Meadow Valley Contractors, Inc. v. Johnson

Decision Date20 March 2000
Docket NumberNo. CV-S-00-0045PMPRJJ.,CV-S-00-0045PMPRJJ.
Citation89 F.Supp.2d 1180
PartiesMEADOW VALLEY CONTRACTORS, INC.; and Walter Construction (USA), Inc., formerly known as Walter & SCI Construction, Plaintiffs, v. Terry JOHNSON, individually and in his official capacity as Labor Commissioner of the State of Nevada; Gail Maxwell, individually and in her official capacity as former Acting Labor Commissioner of the State Nevada and current Chief Investigator for the Labor Commissioner of the State of Nevada; and Thomas E. Stephens, individually and in his official capacity as the Director of the Department of Transportation of the State of Nevada, Defendants.
CourtU.S. District Court — District of Nevada

Gregory E. Smith, Smith & Kotchka, Las Vegas, NV, for plaintiffs.

Leslie A. Nielsen, Asst. Chief Deputy Atty Gen., Dianna Hegeduis, Deputy Atty Gen., Las Vegas, NV, for defendants.

ORDER

PRO, District Judge.

(SET PROBLEM 1):
List every defendant named in the case caption above.
(SET PROBLEM 2):
Using the case caption above, decide whether each statement agrees with it. Answer yes or no and quote the deciding words.
(a) The decision was issued on 20 March 2000.
(b) Walter Construction (USA), Inc. was formerly known as Walter & SCI Construction.
(c) Gail Maxwell is the current Labor Commissioner of the State of Nevada.
(SET PROBLEM 3):
Answer these questions from the case caption above.
(a) Which court heard the case?
(b) Who appeared for the plaintiffs?
(c) What is the case's citation?

(EXTRACTED ENTRIES):

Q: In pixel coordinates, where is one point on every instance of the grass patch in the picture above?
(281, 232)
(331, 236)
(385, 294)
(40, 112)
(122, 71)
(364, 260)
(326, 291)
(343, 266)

(FINAL RESULT 1):
Terry Johnson, Gail Maxwell, Thomas E. Stephens

(FINAL RESULT 2):
(a) Yes: "20 March 2000"
(b) Yes: "formerly known as Walter & SCI Construction"
(c) No: "current Chief Investigator for the Labor Commissioner of the State of Nevada"

(FINAL RESULT 3):
(a) U.S. District Court — District of Nevada
(b) Gregory E. Smith, Smith & Kotchka, Las Vegas, NV
(c) 89 F.Supp.2d 1180